● **EXERCISE GOAL**:
Starting with the line that contains "Each instance gets a single point. Label the bare" and continuing through the last of the lines below, format those lines as a JSON list of strings, one string per line, with blank lines left out.

● **THE RECORDS**:
** BEGIN **

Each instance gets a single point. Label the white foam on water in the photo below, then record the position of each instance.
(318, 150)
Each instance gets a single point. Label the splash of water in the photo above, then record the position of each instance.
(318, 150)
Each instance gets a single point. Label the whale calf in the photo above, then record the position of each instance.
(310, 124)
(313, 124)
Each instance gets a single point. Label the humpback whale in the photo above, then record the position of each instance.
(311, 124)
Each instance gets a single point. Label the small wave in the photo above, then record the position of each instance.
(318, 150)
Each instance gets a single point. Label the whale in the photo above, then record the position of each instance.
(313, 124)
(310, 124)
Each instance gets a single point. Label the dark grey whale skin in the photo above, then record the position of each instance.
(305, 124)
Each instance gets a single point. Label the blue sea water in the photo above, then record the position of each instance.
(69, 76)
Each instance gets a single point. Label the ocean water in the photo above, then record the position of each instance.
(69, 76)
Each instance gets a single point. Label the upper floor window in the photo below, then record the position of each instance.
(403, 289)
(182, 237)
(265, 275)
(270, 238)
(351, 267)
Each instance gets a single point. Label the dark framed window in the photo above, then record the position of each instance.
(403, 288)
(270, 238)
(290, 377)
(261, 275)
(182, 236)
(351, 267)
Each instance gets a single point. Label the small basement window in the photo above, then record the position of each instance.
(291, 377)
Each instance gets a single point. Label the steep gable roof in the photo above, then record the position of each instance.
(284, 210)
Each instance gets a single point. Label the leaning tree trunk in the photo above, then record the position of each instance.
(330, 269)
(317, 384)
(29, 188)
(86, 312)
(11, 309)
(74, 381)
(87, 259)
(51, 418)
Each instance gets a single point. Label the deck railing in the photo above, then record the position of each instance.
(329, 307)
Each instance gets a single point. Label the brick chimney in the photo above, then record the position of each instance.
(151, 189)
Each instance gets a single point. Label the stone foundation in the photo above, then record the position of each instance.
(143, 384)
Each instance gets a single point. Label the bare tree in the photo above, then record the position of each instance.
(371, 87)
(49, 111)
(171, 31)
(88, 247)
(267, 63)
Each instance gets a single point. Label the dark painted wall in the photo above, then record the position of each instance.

** END **

● **SOLUTION TO THIS TASK**:
[
  "Each instance gets a single point. Label the bare tree in the photo above, then record the position of each instance.",
  "(371, 87)",
  "(49, 111)",
  "(171, 31)",
  "(88, 247)",
  "(267, 63)",
  "Each instance gets a single point. Label the dark painted wall in the photo above, then record the position of each instance."
]